Rewrite everything from the start of the data down to the line containing "box: [498, 360, 568, 411]", with "negative" replaced by "excluded" and all else unchanged.

===== Data to process

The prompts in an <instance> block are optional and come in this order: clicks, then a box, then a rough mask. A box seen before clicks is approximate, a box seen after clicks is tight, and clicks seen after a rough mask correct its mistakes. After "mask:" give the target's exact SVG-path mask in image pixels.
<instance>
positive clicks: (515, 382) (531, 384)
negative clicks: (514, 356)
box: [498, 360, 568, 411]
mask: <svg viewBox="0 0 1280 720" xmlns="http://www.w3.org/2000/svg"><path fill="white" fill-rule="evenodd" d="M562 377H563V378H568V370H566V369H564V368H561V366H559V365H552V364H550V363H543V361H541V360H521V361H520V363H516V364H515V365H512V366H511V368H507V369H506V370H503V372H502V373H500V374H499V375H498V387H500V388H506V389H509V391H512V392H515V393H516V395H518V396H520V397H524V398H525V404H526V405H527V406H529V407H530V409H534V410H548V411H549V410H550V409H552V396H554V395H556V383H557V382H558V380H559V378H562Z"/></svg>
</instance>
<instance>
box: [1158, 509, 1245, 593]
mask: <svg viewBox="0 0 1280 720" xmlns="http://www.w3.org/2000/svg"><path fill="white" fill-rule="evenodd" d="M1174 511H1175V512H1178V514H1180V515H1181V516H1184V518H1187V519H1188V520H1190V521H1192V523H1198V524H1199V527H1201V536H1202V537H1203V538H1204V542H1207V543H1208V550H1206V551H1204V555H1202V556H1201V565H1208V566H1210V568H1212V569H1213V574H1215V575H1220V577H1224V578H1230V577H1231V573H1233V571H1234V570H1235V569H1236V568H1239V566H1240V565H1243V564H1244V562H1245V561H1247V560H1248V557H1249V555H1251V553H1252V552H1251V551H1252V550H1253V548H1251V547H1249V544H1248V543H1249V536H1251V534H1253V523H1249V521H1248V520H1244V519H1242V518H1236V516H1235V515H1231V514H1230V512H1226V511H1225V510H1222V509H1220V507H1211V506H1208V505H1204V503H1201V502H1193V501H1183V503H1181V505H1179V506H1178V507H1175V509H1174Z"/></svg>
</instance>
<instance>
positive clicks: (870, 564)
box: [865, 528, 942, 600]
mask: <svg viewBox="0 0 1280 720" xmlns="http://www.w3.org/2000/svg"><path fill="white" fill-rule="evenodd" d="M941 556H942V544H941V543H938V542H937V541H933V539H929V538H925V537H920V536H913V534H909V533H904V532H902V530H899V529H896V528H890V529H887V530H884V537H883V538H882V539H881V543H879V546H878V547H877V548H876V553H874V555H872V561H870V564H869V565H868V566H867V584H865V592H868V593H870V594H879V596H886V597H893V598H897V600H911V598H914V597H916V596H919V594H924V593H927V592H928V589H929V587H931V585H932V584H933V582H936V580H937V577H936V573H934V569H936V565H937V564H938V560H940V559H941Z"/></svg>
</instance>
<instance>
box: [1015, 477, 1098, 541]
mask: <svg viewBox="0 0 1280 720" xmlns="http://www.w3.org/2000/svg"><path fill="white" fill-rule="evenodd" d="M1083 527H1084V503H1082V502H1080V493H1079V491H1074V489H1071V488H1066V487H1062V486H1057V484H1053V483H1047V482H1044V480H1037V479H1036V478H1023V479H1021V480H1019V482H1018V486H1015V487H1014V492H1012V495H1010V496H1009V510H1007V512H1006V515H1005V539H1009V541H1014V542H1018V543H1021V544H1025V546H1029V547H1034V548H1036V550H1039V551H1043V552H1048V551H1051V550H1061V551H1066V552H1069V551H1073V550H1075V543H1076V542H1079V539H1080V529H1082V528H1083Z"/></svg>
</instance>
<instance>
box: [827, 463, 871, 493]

==========

Task answer |
The prompts in an <instance> block are optional and come in this order: clicks, then a box, then a rough mask. A box seen before clicks is approximate, a box seen after clicks is tight, and clicks seen after a rough mask correct its mistakes. After "mask:" give the target's exact SVG-path mask in image pixels.
<instance>
positive clicks: (515, 382) (531, 384)
excluded clicks: (514, 356)
box: [498, 360, 568, 411]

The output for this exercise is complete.